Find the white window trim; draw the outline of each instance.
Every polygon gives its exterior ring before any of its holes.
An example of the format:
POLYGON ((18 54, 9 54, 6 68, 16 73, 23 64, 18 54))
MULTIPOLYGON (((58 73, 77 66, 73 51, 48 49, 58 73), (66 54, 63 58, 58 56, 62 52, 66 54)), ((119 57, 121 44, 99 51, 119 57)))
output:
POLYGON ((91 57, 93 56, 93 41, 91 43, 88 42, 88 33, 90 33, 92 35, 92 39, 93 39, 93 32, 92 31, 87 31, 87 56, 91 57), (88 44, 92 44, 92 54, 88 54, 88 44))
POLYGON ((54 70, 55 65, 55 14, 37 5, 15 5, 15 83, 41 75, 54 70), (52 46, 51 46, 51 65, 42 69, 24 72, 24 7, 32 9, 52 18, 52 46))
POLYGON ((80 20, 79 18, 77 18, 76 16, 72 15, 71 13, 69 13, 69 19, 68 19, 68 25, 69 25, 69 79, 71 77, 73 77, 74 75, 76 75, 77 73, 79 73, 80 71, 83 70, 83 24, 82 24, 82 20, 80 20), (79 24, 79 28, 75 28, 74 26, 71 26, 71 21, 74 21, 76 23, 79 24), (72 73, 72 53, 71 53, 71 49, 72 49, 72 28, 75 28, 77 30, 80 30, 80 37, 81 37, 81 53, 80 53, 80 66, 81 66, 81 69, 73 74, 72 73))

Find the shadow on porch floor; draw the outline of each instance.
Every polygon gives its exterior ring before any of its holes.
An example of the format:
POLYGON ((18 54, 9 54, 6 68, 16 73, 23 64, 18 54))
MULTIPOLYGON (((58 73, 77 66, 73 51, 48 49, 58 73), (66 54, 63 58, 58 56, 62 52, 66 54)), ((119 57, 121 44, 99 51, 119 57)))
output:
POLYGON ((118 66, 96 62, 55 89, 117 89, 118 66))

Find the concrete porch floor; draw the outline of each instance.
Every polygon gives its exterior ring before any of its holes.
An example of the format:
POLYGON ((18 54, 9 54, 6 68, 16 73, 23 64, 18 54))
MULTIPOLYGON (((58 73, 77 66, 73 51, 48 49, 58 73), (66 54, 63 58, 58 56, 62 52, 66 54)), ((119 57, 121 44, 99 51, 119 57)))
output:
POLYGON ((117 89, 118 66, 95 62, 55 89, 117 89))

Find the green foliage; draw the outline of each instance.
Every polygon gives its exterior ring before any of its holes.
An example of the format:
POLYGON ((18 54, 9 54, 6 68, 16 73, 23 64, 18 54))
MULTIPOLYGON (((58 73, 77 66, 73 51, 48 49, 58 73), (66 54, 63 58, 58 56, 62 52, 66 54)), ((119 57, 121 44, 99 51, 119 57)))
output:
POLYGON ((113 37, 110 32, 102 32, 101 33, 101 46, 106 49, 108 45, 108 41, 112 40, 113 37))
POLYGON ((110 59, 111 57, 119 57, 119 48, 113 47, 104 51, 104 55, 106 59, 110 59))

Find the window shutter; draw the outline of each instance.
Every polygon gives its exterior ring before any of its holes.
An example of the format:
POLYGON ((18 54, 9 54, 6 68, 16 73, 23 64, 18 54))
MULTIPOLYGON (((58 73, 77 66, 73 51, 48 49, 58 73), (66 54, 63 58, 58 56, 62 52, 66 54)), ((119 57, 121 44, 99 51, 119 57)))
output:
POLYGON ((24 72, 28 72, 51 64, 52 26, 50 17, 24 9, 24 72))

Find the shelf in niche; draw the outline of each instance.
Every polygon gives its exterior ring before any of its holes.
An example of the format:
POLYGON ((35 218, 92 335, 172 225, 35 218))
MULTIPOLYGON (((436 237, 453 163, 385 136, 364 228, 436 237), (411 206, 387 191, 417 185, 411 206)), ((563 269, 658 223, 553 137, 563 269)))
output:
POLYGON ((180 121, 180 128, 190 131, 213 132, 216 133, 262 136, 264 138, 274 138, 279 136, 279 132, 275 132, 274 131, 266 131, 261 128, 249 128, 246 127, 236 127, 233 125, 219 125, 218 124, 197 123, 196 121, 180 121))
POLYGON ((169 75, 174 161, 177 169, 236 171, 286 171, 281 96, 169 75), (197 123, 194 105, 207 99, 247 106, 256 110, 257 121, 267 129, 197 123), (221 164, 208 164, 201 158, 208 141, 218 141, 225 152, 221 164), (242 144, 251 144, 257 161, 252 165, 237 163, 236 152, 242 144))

:::

■ Direction: All of the entries must be written out exactly as they stand.

■ Answer below:
Find the white window trim; draw the outline of each instance.
Every polygon gives its exterior ring before any of its holes.
An example of the format:
POLYGON ((18 54, 9 54, 6 68, 16 73, 23 64, 18 54))
MULTIPOLYGON (((58 73, 77 66, 73 51, 48 49, 58 73), (66 54, 63 58, 58 56, 62 52, 66 54)), ((119 57, 121 44, 99 51, 119 57)))
output:
POLYGON ((91 57, 93 56, 93 41, 91 43, 88 42, 88 33, 90 33, 92 35, 92 39, 93 39, 93 32, 92 31, 87 31, 87 56, 91 57), (88 44, 92 44, 92 54, 88 54, 88 44))
POLYGON ((54 70, 55 65, 55 14, 37 5, 15 5, 15 83, 41 75, 54 70), (52 46, 51 46, 51 65, 42 69, 24 72, 24 7, 32 9, 52 18, 52 46))
POLYGON ((80 20, 79 18, 77 18, 76 16, 72 15, 71 13, 69 13, 69 19, 68 19, 68 25, 69 25, 69 79, 71 77, 73 77, 74 75, 76 75, 77 73, 79 73, 80 71, 83 70, 83 24, 82 24, 82 20, 80 20), (79 24, 79 28, 75 28, 74 26, 71 26, 71 21, 74 21, 76 23, 79 24), (72 73, 72 53, 71 53, 71 49, 72 49, 72 28, 75 28, 77 30, 80 30, 80 37, 81 37, 81 53, 80 53, 80 66, 81 66, 81 69, 73 74, 72 73))

Find the shadow on porch floor; draw the outline of each instance.
Every polygon gives its exterior ring before any of its holes.
An example of the format:
POLYGON ((18 54, 9 54, 6 68, 16 73, 23 64, 18 54))
MULTIPOLYGON (((58 73, 77 66, 73 51, 48 49, 58 73), (66 54, 63 58, 58 56, 62 52, 66 54)), ((119 57, 121 44, 99 51, 119 57)))
output:
POLYGON ((118 66, 96 62, 55 89, 117 89, 118 66))

Find the concrete porch floor; draw the outline of each instance.
Every polygon gives its exterior ring before any of its holes.
An example of the format:
POLYGON ((18 54, 9 54, 6 68, 16 73, 23 64, 18 54))
MULTIPOLYGON (((58 73, 77 66, 73 51, 48 49, 58 73), (66 54, 63 58, 58 56, 62 52, 66 54)), ((119 57, 121 44, 99 51, 119 57)))
output:
POLYGON ((117 89, 118 66, 95 62, 55 89, 117 89))

Find the green foliage; draw the outline of each instance.
Every polygon gives its exterior ring before any of its holes.
An example of the format:
POLYGON ((18 54, 9 54, 6 68, 16 73, 23 64, 18 54))
MULTIPOLYGON (((58 73, 77 66, 73 51, 48 49, 58 73), (66 54, 63 58, 58 56, 62 52, 66 54)), ((119 57, 121 44, 99 51, 119 57)))
output:
POLYGON ((113 37, 110 32, 102 32, 101 33, 101 46, 106 49, 108 45, 108 41, 112 40, 113 37))
POLYGON ((110 59, 111 57, 119 57, 119 48, 113 47, 104 51, 104 55, 106 59, 110 59))

Find the window shutter; draw the outline of each instance.
Every polygon gives its exterior ring before any of its holes.
An example of the format:
POLYGON ((18 54, 9 54, 6 68, 16 73, 23 64, 18 54))
MULTIPOLYGON (((58 73, 77 66, 73 51, 48 49, 58 73), (66 54, 63 58, 58 56, 62 52, 66 54)), ((119 57, 121 44, 99 51, 119 57)))
output:
POLYGON ((24 72, 28 72, 51 64, 52 26, 50 17, 24 9, 24 72))

Find the shelf in niche; draw the outline of each instance.
Every polygon gives its exterior ring before any of its holes.
An example of the format:
POLYGON ((35 218, 92 335, 172 225, 35 218))
MULTIPOLYGON (((436 237, 453 163, 385 136, 364 228, 436 237), (411 206, 387 191, 417 185, 411 206)), ((563 269, 658 223, 553 137, 563 269)))
output:
POLYGON ((180 121, 180 128, 190 131, 213 132, 216 133, 262 136, 264 138, 274 138, 279 136, 279 132, 275 132, 274 131, 266 131, 261 128, 249 128, 246 127, 236 127, 233 125, 219 125, 218 124, 197 123, 196 121, 180 121))
POLYGON ((169 75, 174 161, 177 169, 236 171, 286 171, 281 96, 169 75), (197 123, 194 105, 207 99, 247 106, 256 110, 257 121, 267 129, 197 123), (221 164, 208 164, 201 158, 208 141, 218 141, 225 152, 221 164), (242 144, 251 144, 257 161, 252 165, 237 163, 236 152, 242 144))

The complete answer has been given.